_Data_:
"""

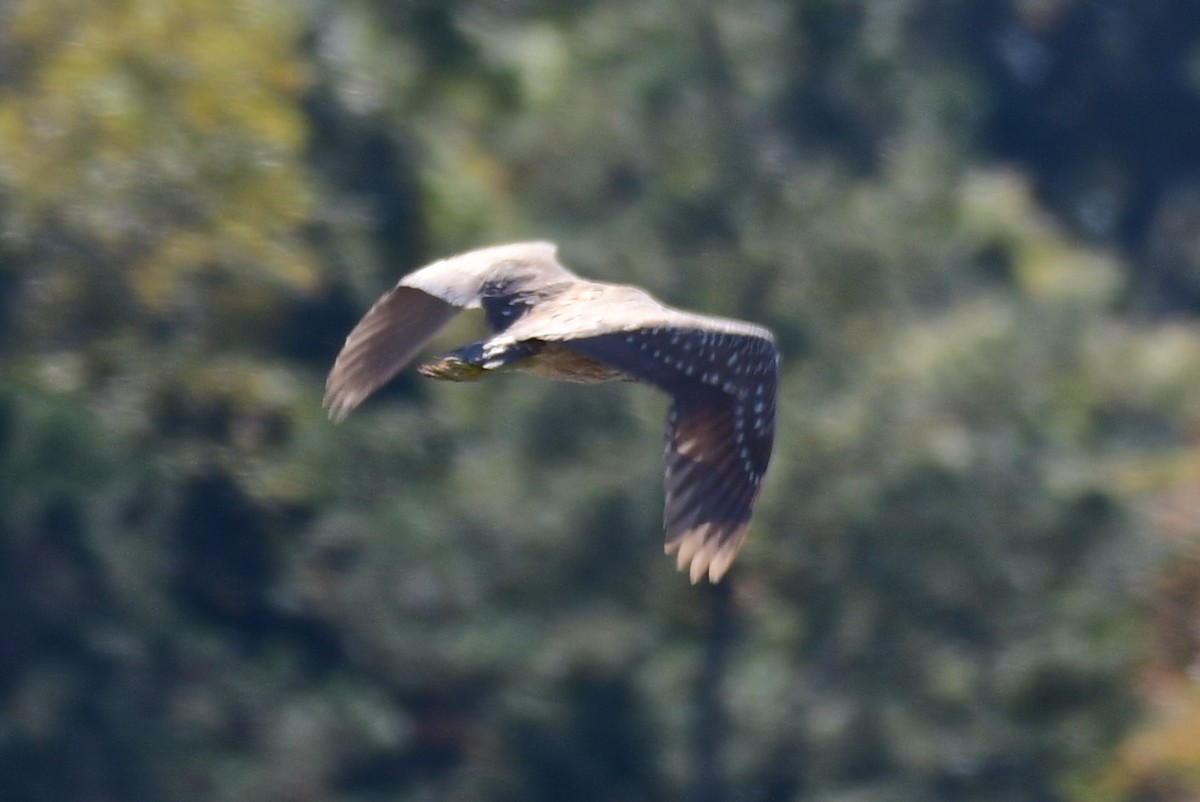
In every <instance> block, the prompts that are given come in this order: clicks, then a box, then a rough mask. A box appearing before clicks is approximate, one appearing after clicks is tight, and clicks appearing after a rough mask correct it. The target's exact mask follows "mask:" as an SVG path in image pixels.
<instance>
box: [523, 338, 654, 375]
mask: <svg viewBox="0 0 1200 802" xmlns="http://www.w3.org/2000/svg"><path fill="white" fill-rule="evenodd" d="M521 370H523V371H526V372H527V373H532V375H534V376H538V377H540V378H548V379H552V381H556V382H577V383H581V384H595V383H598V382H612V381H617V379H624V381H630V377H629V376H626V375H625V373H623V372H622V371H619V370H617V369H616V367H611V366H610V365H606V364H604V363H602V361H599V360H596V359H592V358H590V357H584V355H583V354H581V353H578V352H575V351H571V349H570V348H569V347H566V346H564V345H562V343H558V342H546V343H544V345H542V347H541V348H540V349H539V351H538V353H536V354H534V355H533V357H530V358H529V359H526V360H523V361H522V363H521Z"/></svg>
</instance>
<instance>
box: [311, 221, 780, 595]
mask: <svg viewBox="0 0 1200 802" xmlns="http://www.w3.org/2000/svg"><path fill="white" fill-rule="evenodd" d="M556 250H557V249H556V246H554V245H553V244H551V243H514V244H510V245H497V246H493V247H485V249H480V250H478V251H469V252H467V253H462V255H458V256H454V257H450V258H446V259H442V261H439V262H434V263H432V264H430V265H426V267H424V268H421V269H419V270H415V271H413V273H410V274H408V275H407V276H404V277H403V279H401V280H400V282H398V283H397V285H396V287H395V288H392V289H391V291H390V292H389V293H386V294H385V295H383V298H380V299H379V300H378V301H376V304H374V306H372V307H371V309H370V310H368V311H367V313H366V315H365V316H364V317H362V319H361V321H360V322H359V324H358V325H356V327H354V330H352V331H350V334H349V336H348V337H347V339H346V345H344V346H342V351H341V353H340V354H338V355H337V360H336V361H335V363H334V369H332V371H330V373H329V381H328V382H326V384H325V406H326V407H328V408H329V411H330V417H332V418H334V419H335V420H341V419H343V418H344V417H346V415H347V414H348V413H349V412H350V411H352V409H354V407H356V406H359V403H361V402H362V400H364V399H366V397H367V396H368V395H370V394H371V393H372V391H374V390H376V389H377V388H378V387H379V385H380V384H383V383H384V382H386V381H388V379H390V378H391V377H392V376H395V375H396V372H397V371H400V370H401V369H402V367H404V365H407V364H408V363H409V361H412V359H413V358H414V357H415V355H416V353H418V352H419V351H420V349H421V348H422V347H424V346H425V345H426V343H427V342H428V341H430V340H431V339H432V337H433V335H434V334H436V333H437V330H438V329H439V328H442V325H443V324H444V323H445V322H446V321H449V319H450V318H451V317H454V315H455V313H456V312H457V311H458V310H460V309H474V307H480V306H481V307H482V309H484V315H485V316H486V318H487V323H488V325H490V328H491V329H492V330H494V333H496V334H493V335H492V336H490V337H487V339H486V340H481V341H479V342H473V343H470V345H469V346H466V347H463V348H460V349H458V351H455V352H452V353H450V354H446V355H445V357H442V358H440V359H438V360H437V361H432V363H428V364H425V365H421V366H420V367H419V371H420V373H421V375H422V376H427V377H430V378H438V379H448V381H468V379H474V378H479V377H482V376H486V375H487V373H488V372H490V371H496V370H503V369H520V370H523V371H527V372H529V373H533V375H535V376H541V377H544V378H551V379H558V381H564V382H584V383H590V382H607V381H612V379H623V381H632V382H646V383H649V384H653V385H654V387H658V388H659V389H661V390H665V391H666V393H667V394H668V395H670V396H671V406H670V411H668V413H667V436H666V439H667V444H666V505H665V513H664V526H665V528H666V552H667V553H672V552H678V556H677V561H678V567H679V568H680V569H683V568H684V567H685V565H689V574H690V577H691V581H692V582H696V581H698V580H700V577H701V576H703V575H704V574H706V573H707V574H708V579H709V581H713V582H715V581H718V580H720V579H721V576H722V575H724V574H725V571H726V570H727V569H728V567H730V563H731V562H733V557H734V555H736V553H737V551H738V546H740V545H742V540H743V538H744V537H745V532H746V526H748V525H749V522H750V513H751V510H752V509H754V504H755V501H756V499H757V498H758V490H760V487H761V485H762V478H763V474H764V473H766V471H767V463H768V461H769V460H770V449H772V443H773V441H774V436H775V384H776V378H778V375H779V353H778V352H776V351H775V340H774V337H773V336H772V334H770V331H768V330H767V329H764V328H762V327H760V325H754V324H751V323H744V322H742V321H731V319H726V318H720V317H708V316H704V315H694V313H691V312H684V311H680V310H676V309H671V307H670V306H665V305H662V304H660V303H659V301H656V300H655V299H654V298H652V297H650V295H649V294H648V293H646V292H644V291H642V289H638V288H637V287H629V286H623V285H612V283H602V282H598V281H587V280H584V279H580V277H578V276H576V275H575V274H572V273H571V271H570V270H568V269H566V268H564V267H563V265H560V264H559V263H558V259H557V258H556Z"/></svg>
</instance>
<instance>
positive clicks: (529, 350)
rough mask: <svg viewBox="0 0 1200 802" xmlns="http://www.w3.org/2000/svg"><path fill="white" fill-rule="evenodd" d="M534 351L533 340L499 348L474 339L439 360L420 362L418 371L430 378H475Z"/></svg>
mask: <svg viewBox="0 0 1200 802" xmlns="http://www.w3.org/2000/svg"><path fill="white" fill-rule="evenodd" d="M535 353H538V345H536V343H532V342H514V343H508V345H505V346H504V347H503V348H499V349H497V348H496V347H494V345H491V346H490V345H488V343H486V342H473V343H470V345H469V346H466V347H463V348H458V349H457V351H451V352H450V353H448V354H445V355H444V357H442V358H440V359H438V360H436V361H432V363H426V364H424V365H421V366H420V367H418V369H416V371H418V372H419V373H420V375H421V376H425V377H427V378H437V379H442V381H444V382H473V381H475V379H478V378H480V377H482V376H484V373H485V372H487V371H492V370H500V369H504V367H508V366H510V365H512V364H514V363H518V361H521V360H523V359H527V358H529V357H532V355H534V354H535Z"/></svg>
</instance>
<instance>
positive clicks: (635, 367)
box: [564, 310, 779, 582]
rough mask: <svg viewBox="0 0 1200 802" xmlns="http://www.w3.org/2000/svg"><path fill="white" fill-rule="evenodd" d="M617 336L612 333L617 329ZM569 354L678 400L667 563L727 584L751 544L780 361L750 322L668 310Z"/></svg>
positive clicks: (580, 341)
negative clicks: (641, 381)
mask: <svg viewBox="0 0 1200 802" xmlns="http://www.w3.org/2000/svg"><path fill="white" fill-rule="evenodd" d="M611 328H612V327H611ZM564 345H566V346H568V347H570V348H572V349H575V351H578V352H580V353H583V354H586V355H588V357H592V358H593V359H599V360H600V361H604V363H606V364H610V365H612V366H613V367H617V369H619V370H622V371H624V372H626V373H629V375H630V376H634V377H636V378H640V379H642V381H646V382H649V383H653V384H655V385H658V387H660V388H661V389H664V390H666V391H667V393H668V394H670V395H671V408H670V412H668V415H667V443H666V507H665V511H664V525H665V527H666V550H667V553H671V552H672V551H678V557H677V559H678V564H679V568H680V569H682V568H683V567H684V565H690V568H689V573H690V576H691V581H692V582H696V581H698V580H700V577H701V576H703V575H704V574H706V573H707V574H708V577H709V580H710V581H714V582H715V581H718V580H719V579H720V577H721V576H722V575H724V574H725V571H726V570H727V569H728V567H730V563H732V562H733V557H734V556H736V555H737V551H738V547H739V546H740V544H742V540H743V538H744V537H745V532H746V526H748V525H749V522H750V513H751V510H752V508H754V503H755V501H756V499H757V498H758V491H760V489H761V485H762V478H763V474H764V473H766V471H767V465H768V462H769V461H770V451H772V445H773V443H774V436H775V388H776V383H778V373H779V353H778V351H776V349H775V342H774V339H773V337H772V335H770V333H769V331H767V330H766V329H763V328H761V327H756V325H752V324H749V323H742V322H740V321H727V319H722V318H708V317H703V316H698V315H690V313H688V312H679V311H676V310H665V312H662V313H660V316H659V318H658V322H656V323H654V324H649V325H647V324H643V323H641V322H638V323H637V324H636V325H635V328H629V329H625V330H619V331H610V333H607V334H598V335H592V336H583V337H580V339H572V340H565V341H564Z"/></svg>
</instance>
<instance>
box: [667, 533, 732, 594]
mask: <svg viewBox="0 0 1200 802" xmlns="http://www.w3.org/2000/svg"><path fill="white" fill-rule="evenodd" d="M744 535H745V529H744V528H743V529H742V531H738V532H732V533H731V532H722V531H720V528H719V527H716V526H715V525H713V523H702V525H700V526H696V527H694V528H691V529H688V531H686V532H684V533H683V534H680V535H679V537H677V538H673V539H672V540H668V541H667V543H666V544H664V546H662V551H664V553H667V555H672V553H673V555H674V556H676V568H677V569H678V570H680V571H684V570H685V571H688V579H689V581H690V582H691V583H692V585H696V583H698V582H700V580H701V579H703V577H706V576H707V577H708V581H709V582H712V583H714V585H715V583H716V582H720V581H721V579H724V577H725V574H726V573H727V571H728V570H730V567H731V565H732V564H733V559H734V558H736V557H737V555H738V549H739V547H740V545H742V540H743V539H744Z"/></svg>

"""

_Aim of the task_:
Copy in full each line of the material above that contains the string "rough". The match is case-sensitive.

_Response area_:
In every <instance> block, the prompts that are given come in this order: clicks, then a box, then a rough mask. A box appearing before clicks is approximate, one appearing after clicks is tight, and clicks appearing after a rough mask correct it. The target's exact mask follows "mask:" as an SVG path in image pixels.
rough mask: <svg viewBox="0 0 1200 802" xmlns="http://www.w3.org/2000/svg"><path fill="white" fill-rule="evenodd" d="M534 351L533 340L499 348L474 339L439 360L420 362L418 371L430 378H475Z"/></svg>
rough mask: <svg viewBox="0 0 1200 802" xmlns="http://www.w3.org/2000/svg"><path fill="white" fill-rule="evenodd" d="M617 336L612 333L617 329ZM569 354L678 400L667 563L727 584L751 544L780 361L750 322L668 310Z"/></svg>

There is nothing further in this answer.